Provided text:

When a trigger matches keywords contained in the transcript text, supplementary data is retrieved, for example from the Internet 14 or proprietary sources 13 through the communication means 17. Another source for supplementary data is, for example, another channel. The data is then displayed to the user on a display 16 either as a Web page or a portion thereof or superimposed over the main video in a non-intrusive fashion. Alternatively or additionally, a simple Uniform Resource Locator (URL) or informative message is returned to the viewer.

Rules for associating these triggers with supplementary data such as World Wide Web (WWW) pages are also stored in the secondary memory 18 and available from the memory 10. These rules are established through a default profile that is updated based on user behavior, or though a query program that prompts the user for interests and then generates the rule set. The rules are also received from a mobile device 15 such as a Personal Digital Assistant (PDA) or cell phone through the communications means 17. These rules associate supplementary information with the triggers, depending on the context of the program segment being viewed. For example, if a program segment is an advertisement for Clint Eastwood's new movie, the context is commercial and the supplementary data retrieved is a description of the movie he is starring in. If a program segment is a description of Clint Eastwood's car accident, the context is news, and the supplementary data retrieved is a biographical web page or a link to www.cnn.com to obtain more information about why he is in the news.

Extracted material:

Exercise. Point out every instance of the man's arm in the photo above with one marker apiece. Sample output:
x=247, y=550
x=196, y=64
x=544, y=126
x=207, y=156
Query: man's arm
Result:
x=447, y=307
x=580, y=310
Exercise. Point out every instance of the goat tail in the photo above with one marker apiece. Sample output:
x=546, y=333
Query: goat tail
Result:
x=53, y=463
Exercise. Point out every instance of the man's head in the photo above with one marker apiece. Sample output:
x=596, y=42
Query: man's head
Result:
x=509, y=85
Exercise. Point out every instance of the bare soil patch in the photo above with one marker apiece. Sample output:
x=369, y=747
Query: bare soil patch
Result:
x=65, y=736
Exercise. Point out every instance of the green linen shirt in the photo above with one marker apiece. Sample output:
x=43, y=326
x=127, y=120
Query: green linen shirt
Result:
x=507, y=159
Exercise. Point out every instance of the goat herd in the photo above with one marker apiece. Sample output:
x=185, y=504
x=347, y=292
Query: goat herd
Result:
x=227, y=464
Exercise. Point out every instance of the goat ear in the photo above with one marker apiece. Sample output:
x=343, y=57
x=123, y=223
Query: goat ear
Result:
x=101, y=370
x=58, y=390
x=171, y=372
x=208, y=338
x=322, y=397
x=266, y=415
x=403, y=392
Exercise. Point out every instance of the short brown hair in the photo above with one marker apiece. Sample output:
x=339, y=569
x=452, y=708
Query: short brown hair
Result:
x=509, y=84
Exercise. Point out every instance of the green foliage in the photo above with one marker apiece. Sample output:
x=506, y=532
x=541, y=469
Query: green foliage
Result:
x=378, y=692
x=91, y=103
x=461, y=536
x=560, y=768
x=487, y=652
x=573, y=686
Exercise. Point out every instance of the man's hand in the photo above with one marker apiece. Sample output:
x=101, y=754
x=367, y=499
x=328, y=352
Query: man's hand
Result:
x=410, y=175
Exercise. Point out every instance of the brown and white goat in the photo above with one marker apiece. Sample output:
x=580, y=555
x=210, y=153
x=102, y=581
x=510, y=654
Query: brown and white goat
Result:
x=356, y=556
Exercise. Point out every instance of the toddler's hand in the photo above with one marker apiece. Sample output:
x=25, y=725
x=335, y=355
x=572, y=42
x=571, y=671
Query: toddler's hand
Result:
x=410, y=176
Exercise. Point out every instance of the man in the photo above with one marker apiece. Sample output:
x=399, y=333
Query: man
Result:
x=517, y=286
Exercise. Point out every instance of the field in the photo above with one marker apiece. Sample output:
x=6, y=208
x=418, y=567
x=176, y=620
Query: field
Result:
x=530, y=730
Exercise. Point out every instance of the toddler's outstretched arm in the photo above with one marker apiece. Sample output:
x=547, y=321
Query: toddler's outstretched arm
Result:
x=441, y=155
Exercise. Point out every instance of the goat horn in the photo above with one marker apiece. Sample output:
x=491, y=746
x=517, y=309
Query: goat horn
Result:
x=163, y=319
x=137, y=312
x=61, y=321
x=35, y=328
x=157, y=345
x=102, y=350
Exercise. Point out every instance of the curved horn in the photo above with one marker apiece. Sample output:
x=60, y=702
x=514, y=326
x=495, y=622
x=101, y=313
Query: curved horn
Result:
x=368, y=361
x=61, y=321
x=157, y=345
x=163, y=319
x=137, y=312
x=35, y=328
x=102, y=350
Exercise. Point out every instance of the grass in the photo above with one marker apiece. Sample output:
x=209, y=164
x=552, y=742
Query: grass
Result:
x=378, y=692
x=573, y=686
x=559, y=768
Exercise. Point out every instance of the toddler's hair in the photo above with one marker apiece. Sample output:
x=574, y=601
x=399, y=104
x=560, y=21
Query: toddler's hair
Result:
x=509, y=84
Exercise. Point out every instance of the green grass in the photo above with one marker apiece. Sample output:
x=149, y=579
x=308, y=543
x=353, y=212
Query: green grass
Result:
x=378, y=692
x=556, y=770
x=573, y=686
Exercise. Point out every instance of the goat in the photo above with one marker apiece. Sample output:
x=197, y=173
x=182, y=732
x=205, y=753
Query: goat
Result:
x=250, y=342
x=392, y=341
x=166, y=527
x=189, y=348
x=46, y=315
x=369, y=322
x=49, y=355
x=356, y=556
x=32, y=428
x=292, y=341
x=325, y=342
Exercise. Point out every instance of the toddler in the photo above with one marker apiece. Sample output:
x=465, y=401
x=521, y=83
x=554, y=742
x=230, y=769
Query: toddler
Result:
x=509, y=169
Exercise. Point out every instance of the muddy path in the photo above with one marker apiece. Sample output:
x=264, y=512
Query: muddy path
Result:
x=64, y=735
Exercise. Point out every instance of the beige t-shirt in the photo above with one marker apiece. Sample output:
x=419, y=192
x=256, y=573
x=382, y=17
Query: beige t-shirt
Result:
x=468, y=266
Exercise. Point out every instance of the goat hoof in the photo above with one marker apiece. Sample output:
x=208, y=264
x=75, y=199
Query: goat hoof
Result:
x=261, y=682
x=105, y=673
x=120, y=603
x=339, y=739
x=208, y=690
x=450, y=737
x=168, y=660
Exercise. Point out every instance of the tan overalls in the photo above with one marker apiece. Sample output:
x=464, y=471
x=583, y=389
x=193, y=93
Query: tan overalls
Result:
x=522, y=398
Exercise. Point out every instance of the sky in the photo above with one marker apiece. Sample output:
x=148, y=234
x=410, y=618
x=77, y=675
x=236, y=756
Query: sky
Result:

Task requirements:
- a) Reproduce the passage on transcript triggers from "When a trigger" up to and including "to the viewer.".
- b) Carry on the description of transcript triggers and supplementary data, picking up after its final sentence.

Written responses:
- a)
When a trigger matches keywords contained in the transcript text, supplementary data is retrieved, for example from the Internet 14 or proprietary sources 13 through the communication means 17. Another source for supplementary data is, for example, another channel. The data is then displayed to the user on a display 16 either as a Web page or a portion thereof or superimposed over the main video in a non-intrusive fashion. Alternatively or additionally, a simple Uniform Resource Locator (URL) or informative message is returned to the viewer.

- b)
As illustrated above, association rules are also dependent upon a combination of EPG fields. For example, if "Clint Eastwood" appears in the actor's field of the EPG data, and the context is determined to be commercial, and the closed caption data is "We will be returning shortly to Clint Eastwood and Fist Full of Dollars after these announcements," then, the association rule retrieves supplementary data pertaining to the particular movie being shown. On the other hand, if "Clint Eastwood" does not appear in the actor's field of the EPG data, and the context is commercial, and the closed caption data is "High Plains Drifter starring Clint Eastwood will be aired on Friday," then, the association rule retrieves supplementary data pertaining to showtimes for the movie. These differences can be determined, for example, by comparing the text of the credits with text extracted from the closed caption data. It there is a match, then the program being advertised is the program being viewed. Alternatively, natural language processing can be used to identify key phrases such as "returning to" which would also indicate that the program being advertised is the program being viewed. Alternatively, if "Clint Eastwood" does not appear in the actor's field of the

EPG data, and the context is commercial, and the closed caption data says "Clint Eastwood's new movie will be released shortly", then the association rule retrieves supplementary data by linking to the Clint Eastwood home page to find out more about the movie. Association rules also determine the category of media to be retrieved. For example, if "Kosovo" is the trigger and the program is sponsored by National Geographic, the association rule retrieves a map of the region. Alternatively, if the program segment context is news and the word "war" is located in the EPG data, then the association rule retrieves a recent political history of the region.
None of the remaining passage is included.